┌──
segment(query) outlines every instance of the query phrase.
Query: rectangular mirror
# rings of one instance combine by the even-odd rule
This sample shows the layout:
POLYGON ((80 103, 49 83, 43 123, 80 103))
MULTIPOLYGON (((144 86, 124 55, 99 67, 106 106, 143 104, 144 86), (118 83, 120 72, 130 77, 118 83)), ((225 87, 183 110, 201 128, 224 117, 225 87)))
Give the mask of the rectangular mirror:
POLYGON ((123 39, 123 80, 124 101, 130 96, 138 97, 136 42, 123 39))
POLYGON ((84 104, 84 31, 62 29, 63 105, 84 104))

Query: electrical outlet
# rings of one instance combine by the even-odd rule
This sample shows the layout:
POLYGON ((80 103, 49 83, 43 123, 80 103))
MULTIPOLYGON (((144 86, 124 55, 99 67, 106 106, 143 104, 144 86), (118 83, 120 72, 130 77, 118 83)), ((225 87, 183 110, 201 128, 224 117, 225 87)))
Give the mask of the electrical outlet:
└──
Directions for this task> Write out every line of the data above as a numbered list, skipping the blank lines.

Final result>
1. segment(query) outlines every instance of the query phrase.
2. Query: rectangular mirror
3. # rings of one instance combine by the even-odd rule
4. This sample shows the layout:
5. POLYGON ((80 103, 49 83, 43 123, 80 103))
6. MULTIPOLYGON (((144 86, 124 55, 99 67, 106 106, 143 104, 144 86), (118 83, 120 72, 130 77, 118 83)), ((225 87, 183 110, 201 128, 224 117, 225 87)))
7. Give the mask of the rectangular mirror:
8. POLYGON ((123 39, 123 80, 124 101, 130 96, 138 97, 136 42, 123 39))
9. POLYGON ((84 104, 84 31, 62 29, 63 105, 84 104))
10. Query: electrical outlet
11. # rings of one instance combine by the even-odd rule
12. This sample shows the layout:
13. POLYGON ((80 103, 49 83, 43 123, 80 103))
14. MULTIPOLYGON (((144 86, 124 55, 99 67, 106 106, 143 104, 144 86), (118 83, 120 72, 130 77, 118 83)), ((225 87, 183 110, 201 128, 224 117, 225 87)))
15. Give the mask of the electrical outlet:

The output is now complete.